# Activity:
Give back exactly the line that contains "Exercise. Point out each instance of the green tree" and all the lines after it in the records below, to the very last, with no other output.

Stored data

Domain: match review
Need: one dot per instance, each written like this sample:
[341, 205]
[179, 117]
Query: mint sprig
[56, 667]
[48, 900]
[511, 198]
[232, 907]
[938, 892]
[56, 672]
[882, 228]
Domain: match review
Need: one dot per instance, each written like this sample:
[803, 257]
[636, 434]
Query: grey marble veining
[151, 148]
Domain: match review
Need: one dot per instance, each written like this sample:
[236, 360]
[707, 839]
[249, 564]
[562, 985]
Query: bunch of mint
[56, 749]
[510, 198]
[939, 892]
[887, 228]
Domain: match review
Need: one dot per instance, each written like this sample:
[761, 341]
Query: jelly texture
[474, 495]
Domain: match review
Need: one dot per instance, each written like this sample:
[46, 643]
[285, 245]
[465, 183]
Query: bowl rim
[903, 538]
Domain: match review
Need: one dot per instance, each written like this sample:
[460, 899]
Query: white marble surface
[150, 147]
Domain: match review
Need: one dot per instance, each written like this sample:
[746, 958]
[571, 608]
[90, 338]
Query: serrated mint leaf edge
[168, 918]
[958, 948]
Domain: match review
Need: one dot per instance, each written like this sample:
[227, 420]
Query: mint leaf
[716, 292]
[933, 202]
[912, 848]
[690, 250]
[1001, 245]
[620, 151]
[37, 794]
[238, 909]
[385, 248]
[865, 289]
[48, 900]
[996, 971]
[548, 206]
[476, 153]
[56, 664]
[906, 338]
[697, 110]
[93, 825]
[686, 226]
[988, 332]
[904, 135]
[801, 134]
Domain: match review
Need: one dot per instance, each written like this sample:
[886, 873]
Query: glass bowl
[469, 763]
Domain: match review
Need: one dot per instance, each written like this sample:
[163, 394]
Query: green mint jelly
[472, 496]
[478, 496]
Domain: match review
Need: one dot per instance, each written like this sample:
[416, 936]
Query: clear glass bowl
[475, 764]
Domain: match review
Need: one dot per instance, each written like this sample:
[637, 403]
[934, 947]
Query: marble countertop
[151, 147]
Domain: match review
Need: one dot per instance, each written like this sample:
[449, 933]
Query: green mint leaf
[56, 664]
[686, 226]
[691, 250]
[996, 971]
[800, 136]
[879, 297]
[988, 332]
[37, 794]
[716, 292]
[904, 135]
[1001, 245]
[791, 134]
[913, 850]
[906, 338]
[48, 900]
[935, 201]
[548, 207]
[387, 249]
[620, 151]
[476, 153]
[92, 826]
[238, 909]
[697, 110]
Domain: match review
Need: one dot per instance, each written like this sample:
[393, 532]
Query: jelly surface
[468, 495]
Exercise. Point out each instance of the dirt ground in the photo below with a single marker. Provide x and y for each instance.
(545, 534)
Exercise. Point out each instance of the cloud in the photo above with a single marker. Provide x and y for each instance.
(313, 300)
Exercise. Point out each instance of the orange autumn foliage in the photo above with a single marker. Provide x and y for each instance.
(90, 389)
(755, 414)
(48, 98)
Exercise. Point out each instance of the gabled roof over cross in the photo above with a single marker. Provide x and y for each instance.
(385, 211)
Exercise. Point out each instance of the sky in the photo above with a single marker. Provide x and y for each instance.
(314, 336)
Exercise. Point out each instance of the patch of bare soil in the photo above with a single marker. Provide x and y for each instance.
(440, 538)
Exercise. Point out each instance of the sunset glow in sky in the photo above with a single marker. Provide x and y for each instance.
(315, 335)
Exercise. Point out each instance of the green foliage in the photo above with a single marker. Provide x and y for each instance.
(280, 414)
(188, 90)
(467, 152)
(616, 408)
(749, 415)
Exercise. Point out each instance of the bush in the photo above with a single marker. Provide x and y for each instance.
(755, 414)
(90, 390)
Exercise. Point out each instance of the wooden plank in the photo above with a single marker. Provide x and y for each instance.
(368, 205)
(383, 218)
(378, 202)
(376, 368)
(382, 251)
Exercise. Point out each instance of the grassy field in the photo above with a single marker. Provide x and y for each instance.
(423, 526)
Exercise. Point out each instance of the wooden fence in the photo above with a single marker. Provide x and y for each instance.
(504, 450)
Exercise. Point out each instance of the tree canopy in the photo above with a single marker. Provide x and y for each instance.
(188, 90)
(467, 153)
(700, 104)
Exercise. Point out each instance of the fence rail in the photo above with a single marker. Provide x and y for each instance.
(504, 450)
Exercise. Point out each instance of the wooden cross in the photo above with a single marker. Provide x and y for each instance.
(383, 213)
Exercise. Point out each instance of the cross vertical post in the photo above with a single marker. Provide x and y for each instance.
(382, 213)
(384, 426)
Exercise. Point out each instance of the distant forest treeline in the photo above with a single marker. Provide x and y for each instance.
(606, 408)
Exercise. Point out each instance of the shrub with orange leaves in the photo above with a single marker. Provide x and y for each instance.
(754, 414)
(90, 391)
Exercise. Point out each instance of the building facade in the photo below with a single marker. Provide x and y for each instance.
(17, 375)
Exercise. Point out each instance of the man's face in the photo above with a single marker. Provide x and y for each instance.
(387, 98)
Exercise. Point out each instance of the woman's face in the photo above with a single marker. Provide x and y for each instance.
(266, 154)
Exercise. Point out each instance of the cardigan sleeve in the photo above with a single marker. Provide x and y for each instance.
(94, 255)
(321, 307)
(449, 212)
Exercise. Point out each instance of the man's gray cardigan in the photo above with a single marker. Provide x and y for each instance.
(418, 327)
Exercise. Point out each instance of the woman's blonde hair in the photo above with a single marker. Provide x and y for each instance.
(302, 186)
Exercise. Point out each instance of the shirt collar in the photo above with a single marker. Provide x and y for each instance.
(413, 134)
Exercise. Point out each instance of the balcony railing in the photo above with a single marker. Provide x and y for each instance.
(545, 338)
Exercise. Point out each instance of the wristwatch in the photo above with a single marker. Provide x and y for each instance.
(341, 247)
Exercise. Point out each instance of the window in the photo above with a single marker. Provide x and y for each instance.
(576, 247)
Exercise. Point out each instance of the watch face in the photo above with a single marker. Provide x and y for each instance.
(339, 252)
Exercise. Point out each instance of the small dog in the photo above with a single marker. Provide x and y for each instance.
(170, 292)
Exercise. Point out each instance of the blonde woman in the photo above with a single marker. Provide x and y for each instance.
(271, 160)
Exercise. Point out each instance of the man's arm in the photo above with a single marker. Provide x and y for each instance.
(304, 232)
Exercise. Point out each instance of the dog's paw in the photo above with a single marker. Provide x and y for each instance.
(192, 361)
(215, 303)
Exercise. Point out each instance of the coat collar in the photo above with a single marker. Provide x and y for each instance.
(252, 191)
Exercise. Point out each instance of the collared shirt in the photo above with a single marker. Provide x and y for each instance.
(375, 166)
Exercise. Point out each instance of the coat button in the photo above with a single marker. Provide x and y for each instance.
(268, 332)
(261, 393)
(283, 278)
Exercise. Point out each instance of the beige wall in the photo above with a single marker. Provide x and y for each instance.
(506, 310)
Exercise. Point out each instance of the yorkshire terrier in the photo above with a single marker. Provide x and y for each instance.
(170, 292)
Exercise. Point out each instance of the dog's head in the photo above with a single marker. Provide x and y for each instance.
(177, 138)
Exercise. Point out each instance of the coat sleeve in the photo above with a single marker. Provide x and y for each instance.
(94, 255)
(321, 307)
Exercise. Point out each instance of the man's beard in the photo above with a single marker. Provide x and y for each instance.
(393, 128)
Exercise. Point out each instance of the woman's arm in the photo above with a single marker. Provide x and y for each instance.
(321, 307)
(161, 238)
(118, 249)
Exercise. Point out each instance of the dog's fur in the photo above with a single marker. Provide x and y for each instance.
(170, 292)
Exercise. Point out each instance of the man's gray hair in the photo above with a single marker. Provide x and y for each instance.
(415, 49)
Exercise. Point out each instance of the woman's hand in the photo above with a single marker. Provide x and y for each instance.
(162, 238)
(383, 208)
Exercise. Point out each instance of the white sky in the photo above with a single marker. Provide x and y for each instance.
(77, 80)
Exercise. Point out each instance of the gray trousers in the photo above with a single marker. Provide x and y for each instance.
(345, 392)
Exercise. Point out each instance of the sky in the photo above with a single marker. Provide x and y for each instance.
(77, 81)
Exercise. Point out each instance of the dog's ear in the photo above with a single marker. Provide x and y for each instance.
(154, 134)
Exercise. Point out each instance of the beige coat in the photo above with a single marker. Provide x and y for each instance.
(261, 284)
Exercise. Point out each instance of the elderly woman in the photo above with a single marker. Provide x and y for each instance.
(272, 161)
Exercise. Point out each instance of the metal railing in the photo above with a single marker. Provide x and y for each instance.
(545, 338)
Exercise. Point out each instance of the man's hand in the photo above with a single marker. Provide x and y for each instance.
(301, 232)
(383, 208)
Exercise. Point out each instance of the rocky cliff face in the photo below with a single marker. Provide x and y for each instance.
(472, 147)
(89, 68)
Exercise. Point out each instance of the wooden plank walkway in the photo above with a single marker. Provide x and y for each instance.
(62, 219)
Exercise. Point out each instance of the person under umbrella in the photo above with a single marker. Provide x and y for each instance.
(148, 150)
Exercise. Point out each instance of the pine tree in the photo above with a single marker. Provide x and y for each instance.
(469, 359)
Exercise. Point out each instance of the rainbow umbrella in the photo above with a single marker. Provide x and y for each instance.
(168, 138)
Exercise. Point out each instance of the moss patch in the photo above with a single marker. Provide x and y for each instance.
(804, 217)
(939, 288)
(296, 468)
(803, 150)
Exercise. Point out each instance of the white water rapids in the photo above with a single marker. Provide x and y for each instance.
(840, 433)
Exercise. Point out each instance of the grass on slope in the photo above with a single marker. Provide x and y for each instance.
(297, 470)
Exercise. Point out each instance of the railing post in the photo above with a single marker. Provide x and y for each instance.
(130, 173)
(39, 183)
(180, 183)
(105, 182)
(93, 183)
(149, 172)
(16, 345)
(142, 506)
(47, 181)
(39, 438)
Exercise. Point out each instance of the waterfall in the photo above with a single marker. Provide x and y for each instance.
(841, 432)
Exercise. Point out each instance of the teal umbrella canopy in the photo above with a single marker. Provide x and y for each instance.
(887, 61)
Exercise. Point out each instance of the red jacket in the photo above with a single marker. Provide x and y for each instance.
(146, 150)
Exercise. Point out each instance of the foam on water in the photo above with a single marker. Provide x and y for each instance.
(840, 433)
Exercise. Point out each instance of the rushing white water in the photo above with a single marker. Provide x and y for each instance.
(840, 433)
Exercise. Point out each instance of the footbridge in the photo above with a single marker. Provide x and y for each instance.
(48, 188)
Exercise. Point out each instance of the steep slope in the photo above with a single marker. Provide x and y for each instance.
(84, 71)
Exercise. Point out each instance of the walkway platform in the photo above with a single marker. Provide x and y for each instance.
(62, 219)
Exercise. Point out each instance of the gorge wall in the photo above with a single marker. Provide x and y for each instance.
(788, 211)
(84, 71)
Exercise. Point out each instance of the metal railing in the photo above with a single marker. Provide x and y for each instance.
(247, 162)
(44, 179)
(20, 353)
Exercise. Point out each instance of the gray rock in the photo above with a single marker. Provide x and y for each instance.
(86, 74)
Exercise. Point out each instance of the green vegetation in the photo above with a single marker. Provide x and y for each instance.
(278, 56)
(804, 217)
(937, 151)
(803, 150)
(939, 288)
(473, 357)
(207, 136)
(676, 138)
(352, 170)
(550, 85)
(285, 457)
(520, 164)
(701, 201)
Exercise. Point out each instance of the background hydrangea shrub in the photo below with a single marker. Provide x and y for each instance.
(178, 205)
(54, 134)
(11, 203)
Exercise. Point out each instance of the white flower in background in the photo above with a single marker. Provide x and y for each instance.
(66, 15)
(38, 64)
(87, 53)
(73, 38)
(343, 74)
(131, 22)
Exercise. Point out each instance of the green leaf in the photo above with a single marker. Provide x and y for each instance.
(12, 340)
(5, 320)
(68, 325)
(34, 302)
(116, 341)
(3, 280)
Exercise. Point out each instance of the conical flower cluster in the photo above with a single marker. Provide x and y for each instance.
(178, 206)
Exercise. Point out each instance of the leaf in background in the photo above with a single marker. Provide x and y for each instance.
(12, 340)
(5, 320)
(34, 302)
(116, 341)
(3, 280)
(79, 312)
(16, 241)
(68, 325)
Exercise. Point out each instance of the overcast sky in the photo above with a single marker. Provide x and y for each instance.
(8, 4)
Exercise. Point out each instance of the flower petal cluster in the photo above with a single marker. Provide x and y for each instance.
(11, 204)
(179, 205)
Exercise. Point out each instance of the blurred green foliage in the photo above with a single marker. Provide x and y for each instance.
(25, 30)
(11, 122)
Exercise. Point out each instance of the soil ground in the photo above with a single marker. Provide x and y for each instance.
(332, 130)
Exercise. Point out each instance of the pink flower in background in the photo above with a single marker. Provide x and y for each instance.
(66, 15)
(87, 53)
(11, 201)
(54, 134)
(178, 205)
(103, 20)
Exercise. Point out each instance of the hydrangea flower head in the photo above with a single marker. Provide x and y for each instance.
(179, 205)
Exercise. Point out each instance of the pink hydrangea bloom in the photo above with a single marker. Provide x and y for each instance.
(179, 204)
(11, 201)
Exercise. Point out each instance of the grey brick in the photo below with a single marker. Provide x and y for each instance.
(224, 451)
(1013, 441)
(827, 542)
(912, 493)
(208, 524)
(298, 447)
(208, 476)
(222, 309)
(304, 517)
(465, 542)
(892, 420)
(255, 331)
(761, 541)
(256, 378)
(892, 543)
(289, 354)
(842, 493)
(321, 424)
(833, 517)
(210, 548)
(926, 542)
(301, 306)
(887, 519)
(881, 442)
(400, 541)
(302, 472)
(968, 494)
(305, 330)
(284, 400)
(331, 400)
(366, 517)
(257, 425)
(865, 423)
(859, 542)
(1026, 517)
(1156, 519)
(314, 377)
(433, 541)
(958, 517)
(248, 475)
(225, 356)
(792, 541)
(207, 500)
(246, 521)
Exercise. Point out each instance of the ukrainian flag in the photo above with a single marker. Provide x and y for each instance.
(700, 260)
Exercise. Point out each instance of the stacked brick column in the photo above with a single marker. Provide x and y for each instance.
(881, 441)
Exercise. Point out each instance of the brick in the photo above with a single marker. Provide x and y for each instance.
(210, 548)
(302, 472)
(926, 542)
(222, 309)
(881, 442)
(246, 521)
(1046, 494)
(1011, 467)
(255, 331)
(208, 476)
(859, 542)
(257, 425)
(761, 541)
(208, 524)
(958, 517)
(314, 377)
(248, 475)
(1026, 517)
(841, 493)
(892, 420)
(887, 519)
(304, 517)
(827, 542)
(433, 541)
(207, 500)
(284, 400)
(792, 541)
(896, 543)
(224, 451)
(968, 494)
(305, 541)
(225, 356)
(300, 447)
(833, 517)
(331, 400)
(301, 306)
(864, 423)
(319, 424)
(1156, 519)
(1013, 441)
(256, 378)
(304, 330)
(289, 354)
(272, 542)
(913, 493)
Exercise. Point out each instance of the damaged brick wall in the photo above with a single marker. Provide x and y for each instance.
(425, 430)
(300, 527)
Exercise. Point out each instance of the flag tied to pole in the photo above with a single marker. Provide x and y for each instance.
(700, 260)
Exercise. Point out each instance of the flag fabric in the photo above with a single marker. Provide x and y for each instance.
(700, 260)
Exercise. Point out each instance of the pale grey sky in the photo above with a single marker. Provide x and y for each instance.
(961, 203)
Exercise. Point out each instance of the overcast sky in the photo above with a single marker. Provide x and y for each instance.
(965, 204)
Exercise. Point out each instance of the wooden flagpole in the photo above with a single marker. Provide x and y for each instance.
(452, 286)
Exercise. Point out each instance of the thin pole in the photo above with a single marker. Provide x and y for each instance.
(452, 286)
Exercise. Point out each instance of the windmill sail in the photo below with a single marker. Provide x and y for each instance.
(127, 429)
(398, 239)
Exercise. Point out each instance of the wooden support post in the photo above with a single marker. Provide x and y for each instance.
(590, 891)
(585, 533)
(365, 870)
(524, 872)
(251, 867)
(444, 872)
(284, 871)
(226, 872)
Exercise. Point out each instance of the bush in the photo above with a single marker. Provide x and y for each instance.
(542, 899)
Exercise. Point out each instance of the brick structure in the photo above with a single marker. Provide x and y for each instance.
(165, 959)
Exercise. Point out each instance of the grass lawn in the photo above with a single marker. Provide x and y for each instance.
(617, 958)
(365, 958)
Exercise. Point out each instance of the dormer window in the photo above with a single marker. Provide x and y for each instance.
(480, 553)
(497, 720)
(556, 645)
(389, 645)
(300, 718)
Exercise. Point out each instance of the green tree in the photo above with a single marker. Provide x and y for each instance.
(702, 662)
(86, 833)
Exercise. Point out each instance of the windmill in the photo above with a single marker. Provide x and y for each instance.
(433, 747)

# Result for this task:
Exercise. Point out each instance of the green tree in the photo above with a single marker. Provide x and y for each instance.
(702, 662)
(86, 833)
Exercise. Point out each instance of the windmill in the photo above with a single marker. Provide x and y for each instance.
(433, 747)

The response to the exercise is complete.